/---
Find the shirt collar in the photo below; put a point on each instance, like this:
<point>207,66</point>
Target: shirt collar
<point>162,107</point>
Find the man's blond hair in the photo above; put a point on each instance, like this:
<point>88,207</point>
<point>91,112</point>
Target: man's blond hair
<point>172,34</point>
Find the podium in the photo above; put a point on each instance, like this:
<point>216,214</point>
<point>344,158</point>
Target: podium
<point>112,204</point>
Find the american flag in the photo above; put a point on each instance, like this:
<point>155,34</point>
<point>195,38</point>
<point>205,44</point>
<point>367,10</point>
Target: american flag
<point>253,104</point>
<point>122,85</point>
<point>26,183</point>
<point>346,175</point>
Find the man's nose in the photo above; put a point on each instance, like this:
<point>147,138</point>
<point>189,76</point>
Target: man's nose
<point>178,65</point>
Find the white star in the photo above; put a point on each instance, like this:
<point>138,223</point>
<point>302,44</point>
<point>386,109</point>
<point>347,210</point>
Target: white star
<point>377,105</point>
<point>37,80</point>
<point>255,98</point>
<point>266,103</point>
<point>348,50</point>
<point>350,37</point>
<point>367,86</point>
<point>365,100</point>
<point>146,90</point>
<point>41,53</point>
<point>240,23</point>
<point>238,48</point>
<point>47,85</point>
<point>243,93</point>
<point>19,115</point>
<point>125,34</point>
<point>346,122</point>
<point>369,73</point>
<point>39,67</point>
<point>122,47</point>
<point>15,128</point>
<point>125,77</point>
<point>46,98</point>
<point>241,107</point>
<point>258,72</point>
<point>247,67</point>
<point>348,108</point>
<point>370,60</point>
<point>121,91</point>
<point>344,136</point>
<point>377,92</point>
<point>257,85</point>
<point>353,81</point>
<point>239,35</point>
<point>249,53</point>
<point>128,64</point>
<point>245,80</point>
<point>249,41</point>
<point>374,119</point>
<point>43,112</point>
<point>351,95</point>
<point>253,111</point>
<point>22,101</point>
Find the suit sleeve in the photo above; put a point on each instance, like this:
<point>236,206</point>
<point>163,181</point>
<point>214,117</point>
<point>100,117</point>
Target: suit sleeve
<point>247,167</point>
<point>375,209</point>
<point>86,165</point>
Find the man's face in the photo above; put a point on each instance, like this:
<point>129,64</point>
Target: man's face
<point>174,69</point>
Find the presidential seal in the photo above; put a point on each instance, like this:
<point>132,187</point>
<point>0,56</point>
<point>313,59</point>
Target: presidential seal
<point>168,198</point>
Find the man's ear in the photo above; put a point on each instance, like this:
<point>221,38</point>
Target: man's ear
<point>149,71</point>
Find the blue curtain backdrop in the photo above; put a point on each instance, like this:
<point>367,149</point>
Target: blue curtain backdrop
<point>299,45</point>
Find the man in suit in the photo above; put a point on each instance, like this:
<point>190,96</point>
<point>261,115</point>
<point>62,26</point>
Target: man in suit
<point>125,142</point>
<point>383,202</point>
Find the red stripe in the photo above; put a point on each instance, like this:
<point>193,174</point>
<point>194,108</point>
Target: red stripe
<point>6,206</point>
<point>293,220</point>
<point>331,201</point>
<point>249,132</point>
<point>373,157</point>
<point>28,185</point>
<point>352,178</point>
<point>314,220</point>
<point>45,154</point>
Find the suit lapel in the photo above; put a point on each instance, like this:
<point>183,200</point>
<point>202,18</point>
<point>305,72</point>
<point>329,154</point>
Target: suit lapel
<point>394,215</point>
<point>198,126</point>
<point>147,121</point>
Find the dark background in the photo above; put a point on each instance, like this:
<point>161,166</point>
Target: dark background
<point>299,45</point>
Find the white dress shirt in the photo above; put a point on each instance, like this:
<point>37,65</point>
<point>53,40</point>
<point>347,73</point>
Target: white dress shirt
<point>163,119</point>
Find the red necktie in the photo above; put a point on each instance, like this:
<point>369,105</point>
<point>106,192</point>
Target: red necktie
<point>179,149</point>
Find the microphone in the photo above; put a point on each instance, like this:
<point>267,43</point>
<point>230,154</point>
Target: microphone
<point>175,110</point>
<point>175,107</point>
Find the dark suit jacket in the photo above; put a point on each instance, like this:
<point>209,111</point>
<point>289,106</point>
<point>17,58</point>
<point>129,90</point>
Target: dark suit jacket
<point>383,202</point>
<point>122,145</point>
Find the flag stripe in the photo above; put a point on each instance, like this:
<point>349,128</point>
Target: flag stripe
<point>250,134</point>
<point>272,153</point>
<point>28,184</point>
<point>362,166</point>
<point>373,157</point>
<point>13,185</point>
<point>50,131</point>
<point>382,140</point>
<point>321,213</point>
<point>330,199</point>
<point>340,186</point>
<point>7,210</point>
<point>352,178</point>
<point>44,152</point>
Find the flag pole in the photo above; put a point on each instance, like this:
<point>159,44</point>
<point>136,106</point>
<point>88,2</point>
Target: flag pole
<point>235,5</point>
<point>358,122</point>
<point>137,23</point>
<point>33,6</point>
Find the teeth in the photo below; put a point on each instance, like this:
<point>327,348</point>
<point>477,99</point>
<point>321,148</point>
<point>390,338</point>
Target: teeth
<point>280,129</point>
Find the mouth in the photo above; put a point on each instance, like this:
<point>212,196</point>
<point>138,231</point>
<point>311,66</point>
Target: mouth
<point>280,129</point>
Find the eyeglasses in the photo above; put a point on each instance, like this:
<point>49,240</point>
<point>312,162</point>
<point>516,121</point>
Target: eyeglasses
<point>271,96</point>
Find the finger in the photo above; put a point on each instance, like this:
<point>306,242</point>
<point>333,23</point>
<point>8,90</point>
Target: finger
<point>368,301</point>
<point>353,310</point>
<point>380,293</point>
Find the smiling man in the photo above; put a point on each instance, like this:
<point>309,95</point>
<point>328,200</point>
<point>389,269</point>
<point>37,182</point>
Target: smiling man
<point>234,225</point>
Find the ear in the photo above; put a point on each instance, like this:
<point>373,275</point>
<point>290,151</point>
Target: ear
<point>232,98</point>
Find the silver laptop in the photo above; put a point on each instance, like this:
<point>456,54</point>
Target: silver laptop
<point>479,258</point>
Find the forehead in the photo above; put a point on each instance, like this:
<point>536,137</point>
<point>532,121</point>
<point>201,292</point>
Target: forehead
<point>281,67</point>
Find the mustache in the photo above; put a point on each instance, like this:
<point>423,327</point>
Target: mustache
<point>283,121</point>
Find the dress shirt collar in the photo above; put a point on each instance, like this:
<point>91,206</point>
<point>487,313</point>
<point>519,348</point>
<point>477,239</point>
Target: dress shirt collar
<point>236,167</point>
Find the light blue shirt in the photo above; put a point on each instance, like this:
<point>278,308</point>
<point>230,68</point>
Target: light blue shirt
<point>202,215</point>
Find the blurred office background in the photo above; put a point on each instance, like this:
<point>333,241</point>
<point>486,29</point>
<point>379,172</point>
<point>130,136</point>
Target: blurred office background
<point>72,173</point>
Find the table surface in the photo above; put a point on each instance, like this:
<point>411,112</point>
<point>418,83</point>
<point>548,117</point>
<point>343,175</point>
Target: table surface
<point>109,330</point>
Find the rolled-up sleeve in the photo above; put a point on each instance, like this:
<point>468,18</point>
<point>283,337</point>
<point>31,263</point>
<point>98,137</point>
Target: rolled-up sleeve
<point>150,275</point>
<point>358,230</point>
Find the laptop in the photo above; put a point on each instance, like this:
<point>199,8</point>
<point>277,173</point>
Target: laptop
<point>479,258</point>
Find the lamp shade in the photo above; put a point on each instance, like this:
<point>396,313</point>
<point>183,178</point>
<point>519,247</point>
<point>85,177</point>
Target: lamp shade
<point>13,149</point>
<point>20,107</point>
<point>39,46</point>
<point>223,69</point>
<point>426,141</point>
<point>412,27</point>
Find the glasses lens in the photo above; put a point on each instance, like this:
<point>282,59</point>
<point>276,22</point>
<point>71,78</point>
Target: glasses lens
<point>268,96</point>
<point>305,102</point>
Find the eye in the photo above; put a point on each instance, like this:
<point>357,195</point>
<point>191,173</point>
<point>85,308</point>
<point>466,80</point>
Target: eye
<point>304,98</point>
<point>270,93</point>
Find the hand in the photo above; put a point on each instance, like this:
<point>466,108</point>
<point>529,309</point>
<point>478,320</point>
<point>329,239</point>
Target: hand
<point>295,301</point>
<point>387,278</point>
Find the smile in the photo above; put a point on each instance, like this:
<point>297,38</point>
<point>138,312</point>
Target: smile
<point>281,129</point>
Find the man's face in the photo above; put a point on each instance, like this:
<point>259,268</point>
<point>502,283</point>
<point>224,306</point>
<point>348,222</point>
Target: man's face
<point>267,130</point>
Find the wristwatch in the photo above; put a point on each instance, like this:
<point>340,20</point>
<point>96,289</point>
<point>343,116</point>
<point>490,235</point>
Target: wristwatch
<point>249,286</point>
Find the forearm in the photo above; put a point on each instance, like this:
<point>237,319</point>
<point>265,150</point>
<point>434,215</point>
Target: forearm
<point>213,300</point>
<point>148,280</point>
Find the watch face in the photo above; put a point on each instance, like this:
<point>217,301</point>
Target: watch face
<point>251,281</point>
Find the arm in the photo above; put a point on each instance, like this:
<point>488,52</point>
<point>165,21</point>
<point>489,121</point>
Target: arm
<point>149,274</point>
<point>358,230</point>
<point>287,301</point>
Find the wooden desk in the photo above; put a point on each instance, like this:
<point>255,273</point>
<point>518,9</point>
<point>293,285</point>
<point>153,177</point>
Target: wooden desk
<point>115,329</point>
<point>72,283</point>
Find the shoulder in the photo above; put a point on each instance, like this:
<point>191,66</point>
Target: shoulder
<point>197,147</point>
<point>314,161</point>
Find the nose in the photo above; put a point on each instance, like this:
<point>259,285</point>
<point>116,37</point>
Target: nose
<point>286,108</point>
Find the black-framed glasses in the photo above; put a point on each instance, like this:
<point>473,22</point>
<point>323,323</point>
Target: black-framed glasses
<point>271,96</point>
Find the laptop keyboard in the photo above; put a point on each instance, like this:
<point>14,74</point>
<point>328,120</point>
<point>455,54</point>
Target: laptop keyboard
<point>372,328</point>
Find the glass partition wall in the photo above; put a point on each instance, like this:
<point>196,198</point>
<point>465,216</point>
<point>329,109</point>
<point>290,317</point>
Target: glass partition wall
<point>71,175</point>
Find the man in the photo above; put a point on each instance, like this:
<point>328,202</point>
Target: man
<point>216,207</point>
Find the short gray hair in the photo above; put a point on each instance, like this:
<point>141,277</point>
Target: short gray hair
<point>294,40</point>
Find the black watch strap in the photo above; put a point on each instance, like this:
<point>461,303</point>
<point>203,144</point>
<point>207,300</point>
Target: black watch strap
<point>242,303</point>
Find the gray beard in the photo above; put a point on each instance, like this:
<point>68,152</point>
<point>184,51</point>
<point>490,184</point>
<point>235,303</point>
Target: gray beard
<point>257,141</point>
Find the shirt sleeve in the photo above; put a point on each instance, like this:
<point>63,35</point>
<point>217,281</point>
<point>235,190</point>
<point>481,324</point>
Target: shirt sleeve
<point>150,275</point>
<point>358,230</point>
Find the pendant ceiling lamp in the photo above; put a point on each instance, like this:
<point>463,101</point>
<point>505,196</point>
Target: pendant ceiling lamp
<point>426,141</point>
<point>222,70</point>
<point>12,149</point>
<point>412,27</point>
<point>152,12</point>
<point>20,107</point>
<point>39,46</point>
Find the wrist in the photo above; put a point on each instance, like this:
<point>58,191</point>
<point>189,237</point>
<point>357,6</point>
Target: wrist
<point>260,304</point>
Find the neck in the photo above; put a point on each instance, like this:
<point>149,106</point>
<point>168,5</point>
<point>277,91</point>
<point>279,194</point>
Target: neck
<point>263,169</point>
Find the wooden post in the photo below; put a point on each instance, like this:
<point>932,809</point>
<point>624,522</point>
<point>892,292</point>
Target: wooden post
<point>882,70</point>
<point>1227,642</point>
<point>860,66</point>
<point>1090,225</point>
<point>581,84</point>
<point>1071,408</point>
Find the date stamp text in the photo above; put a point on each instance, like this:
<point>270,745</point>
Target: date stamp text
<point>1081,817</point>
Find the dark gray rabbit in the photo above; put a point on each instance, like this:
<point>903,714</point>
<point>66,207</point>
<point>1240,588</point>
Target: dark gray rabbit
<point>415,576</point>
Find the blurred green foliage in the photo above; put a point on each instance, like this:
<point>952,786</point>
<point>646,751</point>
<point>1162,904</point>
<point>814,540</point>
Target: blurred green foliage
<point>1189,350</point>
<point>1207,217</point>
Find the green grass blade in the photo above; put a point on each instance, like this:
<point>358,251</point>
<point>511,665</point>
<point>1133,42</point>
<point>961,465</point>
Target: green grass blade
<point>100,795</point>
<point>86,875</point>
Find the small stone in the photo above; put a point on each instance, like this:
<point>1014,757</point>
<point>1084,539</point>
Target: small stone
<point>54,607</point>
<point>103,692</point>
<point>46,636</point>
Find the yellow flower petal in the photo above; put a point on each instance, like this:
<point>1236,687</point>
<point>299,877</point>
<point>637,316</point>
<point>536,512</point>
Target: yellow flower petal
\---
§ **課題の目標**:
「Find the blurred office」を含む行から始め、「<point>109,330</point>」を含む行まで続く範囲の行だけを、依頼文も含めて両端ごとすべてもう一度書く。その際、答えの座標の数値だけを1.2倍して四捨五入（0.5は切り上げ）で整数にし、依頼文と書式見本の数値は元のまま残す。

§ **記述解答**:
Find the blurred office background in the photo above; put a point on each instance, like this:
<point>333,241</point>
<point>486,29</point>
<point>379,172</point>
<point>130,136</point>
Target: blurred office background
<point>86,208</point>
Find the table surface in the photo above; put a point on each instance, like this:
<point>411,112</point>
<point>418,83</point>
<point>548,117</point>
<point>343,175</point>
Target: table surface
<point>131,396</point>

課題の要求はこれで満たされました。